• [EXTRACTED TEXT]
* * * * * * *

State Machine Registers
Tip: | Provide a register that shows the current state of each state machine. |
As a general rule, firmware does not need to know the current state of a state machine in an FPGA. However, knowing the state can prove useful under certain circumstances. For example, one particular device my project team was testing did not respond to aborts issued by the firmware. Lacking tools to determine the state of the device, we had to resort to reviewing the Verilog code and making educated guesses about where the device might be stuck. We eventually determined that a state machine was hung up waiting for an external interrupt without also checking for the abort bit.
In this situation, if we had had a register showing the current state of that state machine, we could have discovered much sooner that the device was stuck waiting for an external interrupt that was never going to occur. Faster diagnosis of the problem would have let us start working on a resolution sooner.
The range of states for a typical state machine can be represented with only a few bits, so a single 32-bit register can track multiple state machines in an FPGA block.
MSB | State Machine Register | LSB | ||||||||||||||||
Bits | ... | 16 | 15 | 14 | 13 | 12 | 11 | 10 | 9 | 8 | 7 | 6 | 5 | 4 | 3 | 2 | 1 | 0 |
R/W | ... | - | Z | Z | Z | Z | - | - | - | Y | Y | Y | Y | Y | - | X | X | X |
X = Current state of X state machine |
Y = Current state of Y state machine |
Z = Current state of Z state machine |
Figure 1. Register for three state machines
Figure 1 shows how three state machines can be represented in one register. In this example, the X state machine has three bits, the Y has five bits, and the Z has four. Note that the state bits for each state machine are nibble-aligned. This makes it much easier to read the hex value and get the current state for each state machine without any mental bit shifting.
As a further enhancement, an FPGA block could maintain a buffer of the last few machine states so that firmware could determine the path that led to the current state. Rather than filling up a buffer when the state machine is spinning in the same state, a counter could keep track of the number of clock cycles elapsed while in each state. With this additional detail, firmware could retrieve a trace that looks something like this:
State | Count |
1 | 1 |
2 | 1 |
3 | 104 |
5 | 1 |
8 | 23 |
Table 1. Sample state machine trace
Event Counters
Tip: | Provide firmware-readable and resettable event counters to track the occurrences of key events in the hardware. |
For troubleshooting purposes, firmware sometimes needs to peek under the hood of an FPGA to monitor internal events. For example, a laser printer generates a horizontal sync pulse to set the size of the paper to be printed. When the printer is operating properly, firmware has no need to know how many pulses occurred. But if something is wrong, there may be useful information gleaned from knowing how many pulses were generated. Maybe only enough pulses for a Letter-size sheet of paper get generated when you are trying to print on a Legal-size sheet. In this case, having a pulse counter on the signal that firmware can read and reset would help solve that problem.
Providing registers to track the occurrence of particular internal events on a chip can answer crucial questions during troubleshooting such as "Did the event occur?" and "How many times did it occur?" Each counter should allow firmware to reset it before the designated operation starts and subsequently read that register to determine if and how many times the event of interest occurred.

* * * * * * *

• [Dataset entries]

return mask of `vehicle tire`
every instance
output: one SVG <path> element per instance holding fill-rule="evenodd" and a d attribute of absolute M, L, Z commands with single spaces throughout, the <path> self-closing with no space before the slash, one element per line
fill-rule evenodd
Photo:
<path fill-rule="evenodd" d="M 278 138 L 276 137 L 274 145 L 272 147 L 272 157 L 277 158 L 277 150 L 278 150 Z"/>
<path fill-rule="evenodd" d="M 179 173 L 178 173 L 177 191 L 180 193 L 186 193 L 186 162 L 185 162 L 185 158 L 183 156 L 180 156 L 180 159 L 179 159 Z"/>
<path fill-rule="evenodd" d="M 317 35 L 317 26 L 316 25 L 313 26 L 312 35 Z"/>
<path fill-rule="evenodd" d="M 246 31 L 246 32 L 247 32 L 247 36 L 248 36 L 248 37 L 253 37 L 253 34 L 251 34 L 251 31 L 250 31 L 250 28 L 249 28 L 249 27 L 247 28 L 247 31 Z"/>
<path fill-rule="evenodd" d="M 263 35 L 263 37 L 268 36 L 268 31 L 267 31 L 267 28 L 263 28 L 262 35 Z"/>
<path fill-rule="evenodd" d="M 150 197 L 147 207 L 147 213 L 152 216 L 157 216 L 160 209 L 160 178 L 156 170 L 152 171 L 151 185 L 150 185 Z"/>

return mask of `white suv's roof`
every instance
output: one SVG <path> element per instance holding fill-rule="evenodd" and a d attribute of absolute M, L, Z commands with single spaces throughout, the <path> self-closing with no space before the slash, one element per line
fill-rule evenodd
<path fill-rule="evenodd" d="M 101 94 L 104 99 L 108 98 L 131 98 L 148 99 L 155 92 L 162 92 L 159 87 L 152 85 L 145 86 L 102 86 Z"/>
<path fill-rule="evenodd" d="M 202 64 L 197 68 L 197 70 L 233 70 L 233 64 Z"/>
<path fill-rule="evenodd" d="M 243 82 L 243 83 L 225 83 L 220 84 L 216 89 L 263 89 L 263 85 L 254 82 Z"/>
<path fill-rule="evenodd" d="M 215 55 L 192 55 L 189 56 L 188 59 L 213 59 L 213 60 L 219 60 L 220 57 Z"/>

* * * * * * *

• [WORK REQUEST 1] Copy the passage of the FPGA text from "State Machine Registers" to "the abort bit.".
• [WORK REQUEST 2] In the FPGA text, what was the hung state machine waiting for when the device ignored aborts from the firmware?
The records have nothing to do with the FPGA text.

• [OUTPUT 1]
State Machine Registers
Tip: | Provide a register that shows the current state of each state machine. |
As a general rule, firmware does not need to know the current state of a state machine in an FPGA. However, knowing the state can prove useful under certain circumstances. For example, one particular device my project team was testing did not respond to aborts issued by the firmware. Lacking tools to determine the state of the device, we had to resort to reviewing the Verilog code and making educated guesses about where the device might be stuck. We eventually determined that a state machine was hung up waiting for an external interrupt without also checking for the abort bit.

• [OUTPUT 2] It was waiting for an external interrupt without also checking for the abort bit.